* Reading text:
——————

Septic bursitis is a form of bursitis in which an infection also affects the bursae. Septic bursitis may be more likely to develop in people with compromised immune systems, such as those with:

  • diabetes
  • alcohol use disorder
  • HIV
  • arthritis

Doctors can diagnose heel bursitis based on a person’s symptoms. However, they may sometimes rely on other medical tests to assist in their diagnosis, such as:

  • Imaging tests: These tests can determine the extent and cause of bursitis. For instance, imaging tests can find evidence of trauma, which can lead to bursitis.
  • Aspiration and testing of the bursae fluid: Doctors can use a needle and syringe to acquire some fluid from the inflamed bursae. They can then test this fluid for signs of septic bursitis. Tests may also reveal the presence of tiny crystals, which might signify a disease like gout.

Most cases of bursitis resolve without treatment. To manage pain from heel bursitis and increase the speed of recovery, individuals can try the following:

  • resting the heel
  • using ice or cold compresses on the heel
  • elevating the heel
  • using footwear that reduces pressure on the heel area
  • taking pain medications, such as acetaminophen and nonsteroidal anti-inflammatory drugs (NSAIDs)

In more serious cases of heel bursitis, doctors may recommend other forms of treatment or management. For instance, a 2021 study suggests that in 63% of people, corticosteroid injections can cause significant short-term reductions in pain from heel bursitis.

A different 2021 study investigated the effects of surgery on heel bursitis. The study examined how the surgery affected important factors such as pain, structural changes, and range of motion. Significant improvements in these areas were still present 1 year after surgery.


Physical therapy exercises may help with recovery in people with chronic heel bursitis. The theory is that these exercises can strengthen the muscles around the bursae, which puts less strain on the bursae.

——————

* Study material:

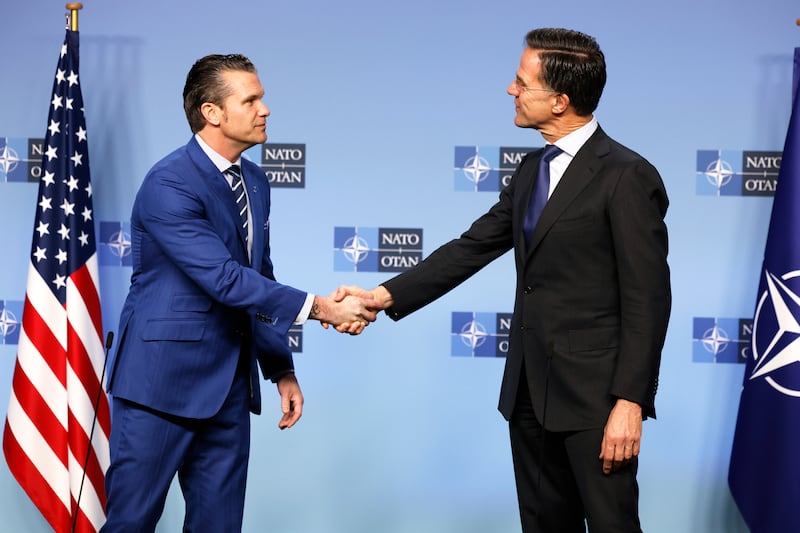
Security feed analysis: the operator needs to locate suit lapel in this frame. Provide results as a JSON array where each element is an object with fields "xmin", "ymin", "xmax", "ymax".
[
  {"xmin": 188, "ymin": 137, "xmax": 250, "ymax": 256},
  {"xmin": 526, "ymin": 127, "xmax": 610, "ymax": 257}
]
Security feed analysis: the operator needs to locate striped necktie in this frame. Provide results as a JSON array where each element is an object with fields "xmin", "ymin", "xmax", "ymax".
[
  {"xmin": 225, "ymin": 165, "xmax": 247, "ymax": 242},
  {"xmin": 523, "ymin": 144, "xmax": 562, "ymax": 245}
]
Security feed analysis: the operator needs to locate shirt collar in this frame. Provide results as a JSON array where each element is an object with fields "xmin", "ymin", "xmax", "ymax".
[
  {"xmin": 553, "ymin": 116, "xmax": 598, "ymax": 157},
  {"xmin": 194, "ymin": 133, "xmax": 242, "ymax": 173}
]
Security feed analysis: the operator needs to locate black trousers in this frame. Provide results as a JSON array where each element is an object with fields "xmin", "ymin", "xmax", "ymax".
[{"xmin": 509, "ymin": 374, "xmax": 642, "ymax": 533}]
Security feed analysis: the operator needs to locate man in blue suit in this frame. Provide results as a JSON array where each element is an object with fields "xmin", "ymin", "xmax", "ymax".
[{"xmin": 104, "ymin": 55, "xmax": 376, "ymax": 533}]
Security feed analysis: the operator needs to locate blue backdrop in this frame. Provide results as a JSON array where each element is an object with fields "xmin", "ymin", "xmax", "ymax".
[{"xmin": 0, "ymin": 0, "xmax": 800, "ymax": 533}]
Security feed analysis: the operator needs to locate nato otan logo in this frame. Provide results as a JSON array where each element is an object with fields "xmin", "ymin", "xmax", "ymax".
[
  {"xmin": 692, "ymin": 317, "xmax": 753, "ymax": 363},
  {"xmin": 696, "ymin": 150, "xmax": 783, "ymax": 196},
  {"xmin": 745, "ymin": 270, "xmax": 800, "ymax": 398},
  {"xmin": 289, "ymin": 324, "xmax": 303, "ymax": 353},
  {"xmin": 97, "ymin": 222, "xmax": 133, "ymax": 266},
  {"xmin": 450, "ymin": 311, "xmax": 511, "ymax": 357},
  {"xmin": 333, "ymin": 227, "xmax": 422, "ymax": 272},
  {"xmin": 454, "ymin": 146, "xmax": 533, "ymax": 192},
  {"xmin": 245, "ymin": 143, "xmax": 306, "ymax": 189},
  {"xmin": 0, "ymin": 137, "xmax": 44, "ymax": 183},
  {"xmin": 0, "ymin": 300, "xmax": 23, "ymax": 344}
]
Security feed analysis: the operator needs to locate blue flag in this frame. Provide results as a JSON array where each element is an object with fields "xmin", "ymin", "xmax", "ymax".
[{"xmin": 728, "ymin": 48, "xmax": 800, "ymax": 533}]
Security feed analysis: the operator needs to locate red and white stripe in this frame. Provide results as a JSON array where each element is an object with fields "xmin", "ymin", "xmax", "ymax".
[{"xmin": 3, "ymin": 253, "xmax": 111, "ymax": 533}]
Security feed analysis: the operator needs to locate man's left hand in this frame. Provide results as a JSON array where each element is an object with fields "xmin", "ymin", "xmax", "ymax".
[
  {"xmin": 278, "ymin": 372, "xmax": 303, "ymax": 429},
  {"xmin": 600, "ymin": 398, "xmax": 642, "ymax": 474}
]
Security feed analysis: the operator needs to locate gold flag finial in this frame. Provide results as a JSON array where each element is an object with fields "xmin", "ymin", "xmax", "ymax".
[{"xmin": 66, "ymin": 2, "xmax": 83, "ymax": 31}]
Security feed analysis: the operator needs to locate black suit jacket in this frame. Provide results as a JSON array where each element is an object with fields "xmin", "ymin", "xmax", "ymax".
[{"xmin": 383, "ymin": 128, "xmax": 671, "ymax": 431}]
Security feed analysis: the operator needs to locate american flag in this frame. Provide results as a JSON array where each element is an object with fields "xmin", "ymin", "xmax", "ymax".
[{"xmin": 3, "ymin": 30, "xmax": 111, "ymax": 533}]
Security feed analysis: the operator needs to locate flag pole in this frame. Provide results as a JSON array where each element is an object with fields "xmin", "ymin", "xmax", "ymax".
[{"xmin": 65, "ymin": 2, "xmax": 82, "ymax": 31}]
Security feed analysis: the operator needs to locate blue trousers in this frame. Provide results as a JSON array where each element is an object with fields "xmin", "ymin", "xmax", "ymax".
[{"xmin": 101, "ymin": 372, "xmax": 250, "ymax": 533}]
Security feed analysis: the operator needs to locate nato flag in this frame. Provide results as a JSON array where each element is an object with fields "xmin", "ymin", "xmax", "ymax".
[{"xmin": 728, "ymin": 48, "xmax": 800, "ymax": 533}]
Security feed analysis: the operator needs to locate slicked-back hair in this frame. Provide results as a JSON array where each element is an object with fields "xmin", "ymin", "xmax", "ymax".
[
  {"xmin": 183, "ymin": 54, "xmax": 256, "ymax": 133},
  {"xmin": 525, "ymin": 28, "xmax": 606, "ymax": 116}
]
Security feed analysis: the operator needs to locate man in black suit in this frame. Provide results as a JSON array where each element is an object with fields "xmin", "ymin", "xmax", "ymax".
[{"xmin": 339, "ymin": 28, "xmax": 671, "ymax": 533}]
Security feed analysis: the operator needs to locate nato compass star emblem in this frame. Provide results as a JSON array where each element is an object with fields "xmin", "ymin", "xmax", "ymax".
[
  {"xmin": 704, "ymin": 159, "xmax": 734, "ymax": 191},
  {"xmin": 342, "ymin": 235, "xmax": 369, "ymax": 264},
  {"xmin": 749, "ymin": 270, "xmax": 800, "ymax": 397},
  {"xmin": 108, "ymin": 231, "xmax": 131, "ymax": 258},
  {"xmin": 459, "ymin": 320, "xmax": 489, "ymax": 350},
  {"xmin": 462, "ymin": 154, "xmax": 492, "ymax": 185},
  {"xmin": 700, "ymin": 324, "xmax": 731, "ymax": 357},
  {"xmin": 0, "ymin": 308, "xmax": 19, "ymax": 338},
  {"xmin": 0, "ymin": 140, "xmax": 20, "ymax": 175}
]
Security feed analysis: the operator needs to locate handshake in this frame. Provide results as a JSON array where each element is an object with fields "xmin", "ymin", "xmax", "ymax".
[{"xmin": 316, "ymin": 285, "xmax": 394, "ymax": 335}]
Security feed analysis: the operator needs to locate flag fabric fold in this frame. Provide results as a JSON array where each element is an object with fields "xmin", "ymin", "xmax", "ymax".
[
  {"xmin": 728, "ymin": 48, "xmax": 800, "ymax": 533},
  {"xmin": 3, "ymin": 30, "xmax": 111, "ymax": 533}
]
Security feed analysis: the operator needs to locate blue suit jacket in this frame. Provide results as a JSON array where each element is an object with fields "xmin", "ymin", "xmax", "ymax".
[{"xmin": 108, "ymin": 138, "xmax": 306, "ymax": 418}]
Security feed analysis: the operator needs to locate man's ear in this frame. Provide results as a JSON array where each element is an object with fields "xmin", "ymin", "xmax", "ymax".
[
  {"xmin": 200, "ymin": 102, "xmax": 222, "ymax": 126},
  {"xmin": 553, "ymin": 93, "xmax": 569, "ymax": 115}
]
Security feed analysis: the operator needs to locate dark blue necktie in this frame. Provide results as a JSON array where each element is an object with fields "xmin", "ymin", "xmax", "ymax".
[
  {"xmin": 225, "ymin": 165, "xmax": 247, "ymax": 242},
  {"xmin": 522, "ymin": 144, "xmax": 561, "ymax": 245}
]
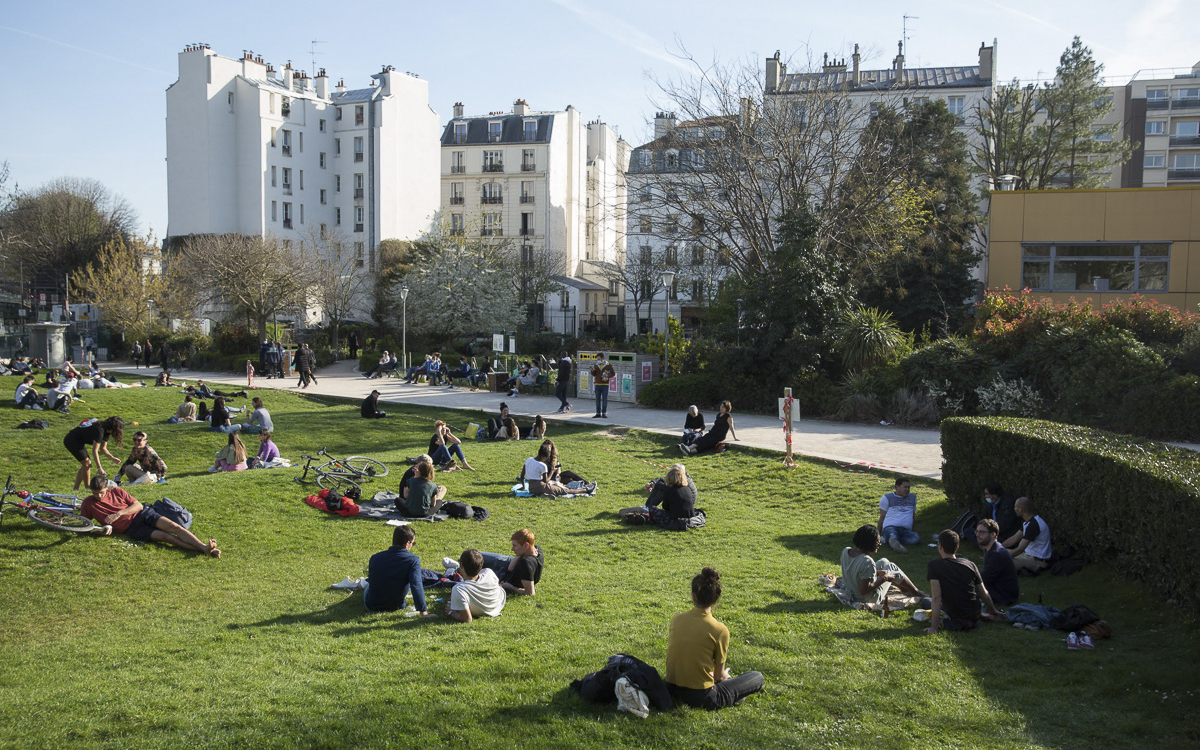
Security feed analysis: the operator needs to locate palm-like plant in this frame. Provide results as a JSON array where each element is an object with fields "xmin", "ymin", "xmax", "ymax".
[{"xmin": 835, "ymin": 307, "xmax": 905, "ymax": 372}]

——————

* Exercise tasks:
a) Answer these questions from the heel bursitis text, one answer per line, marked (i), (ii), (iii) like the questions.
(i) What might tiny crystals in the bursae fluid signify?
(ii) According to a 2021 study, in what percentage of people can corticosteroid injections cause significant short-term reductions in heel bursitis pain?
(iii) How long after surgery were significant improvements still present?
b) Decide whether each statement agrees with the heel bursitis text. Answer yes or no, and quote the words from the text that settle it.
(i) Most cases of bursitis require treatment to resolve.
(ii) Doctors can diagnose heel bursitis based on a person's symptoms.
(iii) Physical therapy exercises are thought to strengthen the bones around the bursae.
c) Duplicate the heel bursitis text from "In more serious" up to and including "year after surgery.".

* Solutions to the tasks:
a)
(i) A disease like gout.
(ii) 63%.
(iii) 1 year.

b)
(i) No: "Most cases of bursitis resolve without treatment."
(ii) Yes: "Doctors can diagnose heel bursitis based on a person’s symptoms."
(iii) No: "these exercises can strengthen the muscles around the bursae"

c)
In more serious cases of heel bursitis, doctors may recommend other forms of treatment or management. For instance, a 2021 study suggests that in 63% of people, corticosteroid injections can cause significant short-term reductions in pain from heel bursitis.

A different 2021 study investigated the effects of surgery on heel bursitis. The study examined how the surgery affected important factors such as pain, structural changes, and range of motion. Significant improvements in these areas were still present 1 year after surgery.